▸ Assigned task
Work out how many lines of the material contain the string "road". Respond with the number only.

▸ Given records
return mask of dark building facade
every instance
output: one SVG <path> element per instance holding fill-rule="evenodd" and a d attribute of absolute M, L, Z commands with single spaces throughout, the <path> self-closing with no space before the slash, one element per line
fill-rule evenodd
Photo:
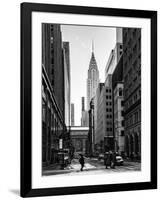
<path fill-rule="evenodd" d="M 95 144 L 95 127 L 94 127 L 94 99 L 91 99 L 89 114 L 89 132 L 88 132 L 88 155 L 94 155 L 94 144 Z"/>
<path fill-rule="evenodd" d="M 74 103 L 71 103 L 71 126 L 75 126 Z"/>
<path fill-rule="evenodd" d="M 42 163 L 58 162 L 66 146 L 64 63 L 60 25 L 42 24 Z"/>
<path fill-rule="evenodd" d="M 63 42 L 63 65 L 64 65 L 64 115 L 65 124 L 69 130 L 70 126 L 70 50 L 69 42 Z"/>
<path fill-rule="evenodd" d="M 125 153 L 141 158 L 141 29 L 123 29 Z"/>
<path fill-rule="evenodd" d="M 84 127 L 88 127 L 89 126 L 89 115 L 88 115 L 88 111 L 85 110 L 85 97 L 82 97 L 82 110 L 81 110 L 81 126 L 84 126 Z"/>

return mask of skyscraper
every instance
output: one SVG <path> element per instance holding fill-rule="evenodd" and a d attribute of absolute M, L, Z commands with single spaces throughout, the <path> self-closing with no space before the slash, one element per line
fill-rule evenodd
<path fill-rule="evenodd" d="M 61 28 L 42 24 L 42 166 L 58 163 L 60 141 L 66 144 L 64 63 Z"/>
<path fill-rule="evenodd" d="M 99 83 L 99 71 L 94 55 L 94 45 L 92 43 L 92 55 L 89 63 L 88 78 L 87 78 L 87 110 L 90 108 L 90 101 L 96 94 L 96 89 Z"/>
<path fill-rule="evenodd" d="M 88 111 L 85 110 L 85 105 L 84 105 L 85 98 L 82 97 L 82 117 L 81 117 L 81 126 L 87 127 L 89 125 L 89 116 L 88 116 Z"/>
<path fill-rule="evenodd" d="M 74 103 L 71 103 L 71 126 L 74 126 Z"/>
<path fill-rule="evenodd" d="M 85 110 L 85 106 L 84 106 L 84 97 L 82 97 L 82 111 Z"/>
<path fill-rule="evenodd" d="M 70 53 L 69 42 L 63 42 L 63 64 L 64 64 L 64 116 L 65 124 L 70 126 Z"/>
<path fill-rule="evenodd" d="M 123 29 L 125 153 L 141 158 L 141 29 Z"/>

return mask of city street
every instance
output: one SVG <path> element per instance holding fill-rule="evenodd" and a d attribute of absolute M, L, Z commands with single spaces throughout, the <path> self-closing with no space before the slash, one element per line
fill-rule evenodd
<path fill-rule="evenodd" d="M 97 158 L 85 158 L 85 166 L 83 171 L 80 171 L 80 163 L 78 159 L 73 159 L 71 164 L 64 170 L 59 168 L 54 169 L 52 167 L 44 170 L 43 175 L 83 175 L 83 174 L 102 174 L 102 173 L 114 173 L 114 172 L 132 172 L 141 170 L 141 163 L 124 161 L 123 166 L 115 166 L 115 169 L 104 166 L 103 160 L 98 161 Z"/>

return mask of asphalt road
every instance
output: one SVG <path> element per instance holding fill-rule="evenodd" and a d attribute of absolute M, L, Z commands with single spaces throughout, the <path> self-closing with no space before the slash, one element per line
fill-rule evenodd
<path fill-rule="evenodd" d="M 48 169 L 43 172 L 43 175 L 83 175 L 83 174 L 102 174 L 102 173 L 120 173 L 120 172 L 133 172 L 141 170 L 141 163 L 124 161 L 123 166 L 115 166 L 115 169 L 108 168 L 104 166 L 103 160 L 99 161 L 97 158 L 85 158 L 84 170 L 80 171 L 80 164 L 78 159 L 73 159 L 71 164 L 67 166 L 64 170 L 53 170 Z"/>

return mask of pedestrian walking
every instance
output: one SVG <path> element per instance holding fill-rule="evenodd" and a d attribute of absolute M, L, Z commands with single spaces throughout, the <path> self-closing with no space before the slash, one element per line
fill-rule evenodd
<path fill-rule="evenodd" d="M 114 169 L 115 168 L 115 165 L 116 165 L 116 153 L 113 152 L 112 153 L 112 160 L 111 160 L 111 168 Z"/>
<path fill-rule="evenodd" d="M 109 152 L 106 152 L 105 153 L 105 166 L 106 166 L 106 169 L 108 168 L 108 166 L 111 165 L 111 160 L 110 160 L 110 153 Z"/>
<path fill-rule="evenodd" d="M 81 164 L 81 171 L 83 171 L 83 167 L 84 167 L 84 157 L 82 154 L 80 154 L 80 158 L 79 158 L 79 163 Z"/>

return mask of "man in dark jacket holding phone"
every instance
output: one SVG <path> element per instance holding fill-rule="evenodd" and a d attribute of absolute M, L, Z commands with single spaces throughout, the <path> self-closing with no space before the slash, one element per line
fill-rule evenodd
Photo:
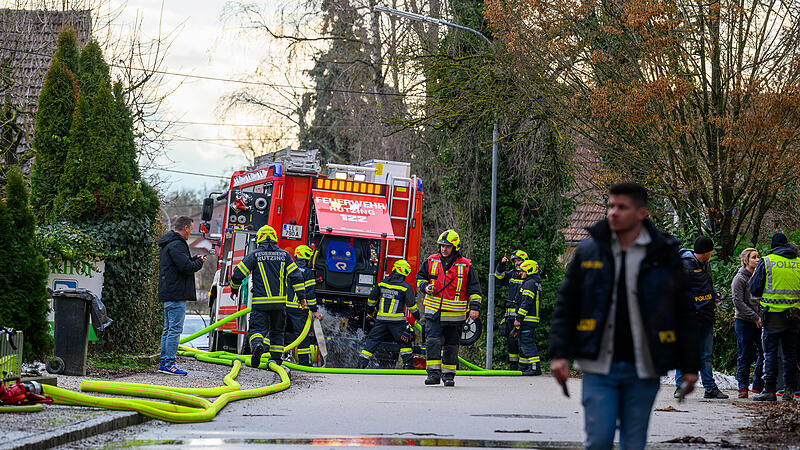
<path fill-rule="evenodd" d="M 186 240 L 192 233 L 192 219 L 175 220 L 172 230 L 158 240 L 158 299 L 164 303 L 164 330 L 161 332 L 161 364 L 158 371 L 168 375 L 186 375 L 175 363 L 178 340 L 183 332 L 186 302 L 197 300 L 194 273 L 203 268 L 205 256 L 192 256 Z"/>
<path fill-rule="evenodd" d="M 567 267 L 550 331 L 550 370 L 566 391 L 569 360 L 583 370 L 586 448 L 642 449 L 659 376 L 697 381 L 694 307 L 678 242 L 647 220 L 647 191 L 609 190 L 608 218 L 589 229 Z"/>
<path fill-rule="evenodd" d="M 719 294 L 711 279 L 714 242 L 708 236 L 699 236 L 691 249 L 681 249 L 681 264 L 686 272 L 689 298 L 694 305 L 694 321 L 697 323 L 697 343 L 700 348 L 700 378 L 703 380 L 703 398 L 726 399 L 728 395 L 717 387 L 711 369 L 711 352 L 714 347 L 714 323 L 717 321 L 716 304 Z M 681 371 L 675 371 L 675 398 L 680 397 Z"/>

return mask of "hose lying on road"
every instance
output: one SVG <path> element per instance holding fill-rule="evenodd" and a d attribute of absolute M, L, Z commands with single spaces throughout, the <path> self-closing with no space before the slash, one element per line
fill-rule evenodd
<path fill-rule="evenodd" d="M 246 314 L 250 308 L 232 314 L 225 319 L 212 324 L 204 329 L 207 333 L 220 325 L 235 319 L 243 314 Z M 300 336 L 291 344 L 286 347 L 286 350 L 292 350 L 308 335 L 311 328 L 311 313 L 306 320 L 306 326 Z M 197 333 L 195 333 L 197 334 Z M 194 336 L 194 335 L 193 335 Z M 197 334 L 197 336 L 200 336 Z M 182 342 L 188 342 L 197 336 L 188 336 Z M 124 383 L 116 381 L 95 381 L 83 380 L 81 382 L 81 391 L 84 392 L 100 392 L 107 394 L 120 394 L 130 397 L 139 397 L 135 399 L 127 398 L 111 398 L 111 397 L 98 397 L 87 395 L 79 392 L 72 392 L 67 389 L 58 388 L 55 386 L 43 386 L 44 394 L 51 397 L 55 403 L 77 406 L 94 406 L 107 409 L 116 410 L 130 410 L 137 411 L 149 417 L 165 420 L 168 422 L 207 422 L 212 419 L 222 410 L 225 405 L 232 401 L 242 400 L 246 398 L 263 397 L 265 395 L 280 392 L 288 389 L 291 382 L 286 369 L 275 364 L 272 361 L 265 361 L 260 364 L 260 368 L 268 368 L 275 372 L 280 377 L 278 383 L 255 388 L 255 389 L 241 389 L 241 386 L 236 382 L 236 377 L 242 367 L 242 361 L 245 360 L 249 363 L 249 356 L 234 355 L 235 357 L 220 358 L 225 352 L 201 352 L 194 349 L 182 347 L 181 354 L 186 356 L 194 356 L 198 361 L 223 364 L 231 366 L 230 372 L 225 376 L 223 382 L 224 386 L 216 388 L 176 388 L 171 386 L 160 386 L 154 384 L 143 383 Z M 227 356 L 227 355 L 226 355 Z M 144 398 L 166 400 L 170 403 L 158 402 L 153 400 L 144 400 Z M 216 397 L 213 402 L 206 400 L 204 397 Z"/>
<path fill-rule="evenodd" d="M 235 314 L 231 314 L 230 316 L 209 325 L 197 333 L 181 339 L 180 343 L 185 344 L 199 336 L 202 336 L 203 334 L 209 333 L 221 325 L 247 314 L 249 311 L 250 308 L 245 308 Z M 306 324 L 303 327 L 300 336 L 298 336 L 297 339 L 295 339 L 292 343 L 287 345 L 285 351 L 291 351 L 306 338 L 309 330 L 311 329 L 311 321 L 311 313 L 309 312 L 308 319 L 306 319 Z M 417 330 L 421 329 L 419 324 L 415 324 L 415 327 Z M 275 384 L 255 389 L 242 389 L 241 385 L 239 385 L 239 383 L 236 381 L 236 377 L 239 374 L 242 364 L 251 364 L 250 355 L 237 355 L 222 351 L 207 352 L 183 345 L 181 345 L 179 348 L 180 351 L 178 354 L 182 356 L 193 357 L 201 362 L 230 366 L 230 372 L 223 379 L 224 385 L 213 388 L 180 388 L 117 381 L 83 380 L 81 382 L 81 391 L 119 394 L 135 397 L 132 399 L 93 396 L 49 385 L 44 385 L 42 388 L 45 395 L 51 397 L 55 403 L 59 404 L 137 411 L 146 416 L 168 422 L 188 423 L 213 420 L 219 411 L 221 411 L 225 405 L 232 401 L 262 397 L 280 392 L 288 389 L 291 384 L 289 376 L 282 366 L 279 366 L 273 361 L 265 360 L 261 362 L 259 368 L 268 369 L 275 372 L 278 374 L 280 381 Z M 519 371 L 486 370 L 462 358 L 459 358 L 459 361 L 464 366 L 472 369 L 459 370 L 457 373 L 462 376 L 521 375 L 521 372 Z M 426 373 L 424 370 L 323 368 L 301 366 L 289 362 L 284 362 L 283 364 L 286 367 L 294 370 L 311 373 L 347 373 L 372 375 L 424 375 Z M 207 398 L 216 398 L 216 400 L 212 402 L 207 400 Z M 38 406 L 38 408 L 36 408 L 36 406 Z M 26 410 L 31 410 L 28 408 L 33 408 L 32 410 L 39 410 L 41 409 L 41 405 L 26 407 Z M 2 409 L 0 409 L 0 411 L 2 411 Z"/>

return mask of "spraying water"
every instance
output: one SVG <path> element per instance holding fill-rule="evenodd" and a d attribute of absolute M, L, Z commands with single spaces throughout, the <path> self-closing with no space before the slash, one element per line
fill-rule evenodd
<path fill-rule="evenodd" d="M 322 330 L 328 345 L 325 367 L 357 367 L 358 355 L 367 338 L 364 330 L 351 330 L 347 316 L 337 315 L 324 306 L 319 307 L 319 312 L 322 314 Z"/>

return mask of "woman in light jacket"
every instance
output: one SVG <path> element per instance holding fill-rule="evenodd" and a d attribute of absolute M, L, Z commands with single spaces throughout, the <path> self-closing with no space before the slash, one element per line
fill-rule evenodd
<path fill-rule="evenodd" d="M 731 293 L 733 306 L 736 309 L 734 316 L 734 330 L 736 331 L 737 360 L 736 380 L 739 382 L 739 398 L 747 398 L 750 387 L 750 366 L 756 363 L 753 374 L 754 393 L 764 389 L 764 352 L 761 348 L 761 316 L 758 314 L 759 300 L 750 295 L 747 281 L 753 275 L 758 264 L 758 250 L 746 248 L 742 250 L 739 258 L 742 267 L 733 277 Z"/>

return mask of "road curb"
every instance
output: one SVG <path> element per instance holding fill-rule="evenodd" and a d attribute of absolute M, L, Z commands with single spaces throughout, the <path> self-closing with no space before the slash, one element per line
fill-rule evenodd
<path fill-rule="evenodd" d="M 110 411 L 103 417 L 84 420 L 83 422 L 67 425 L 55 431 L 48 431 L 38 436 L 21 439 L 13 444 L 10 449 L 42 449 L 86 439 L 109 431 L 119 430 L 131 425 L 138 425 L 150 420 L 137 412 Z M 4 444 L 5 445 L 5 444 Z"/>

▸ Output
3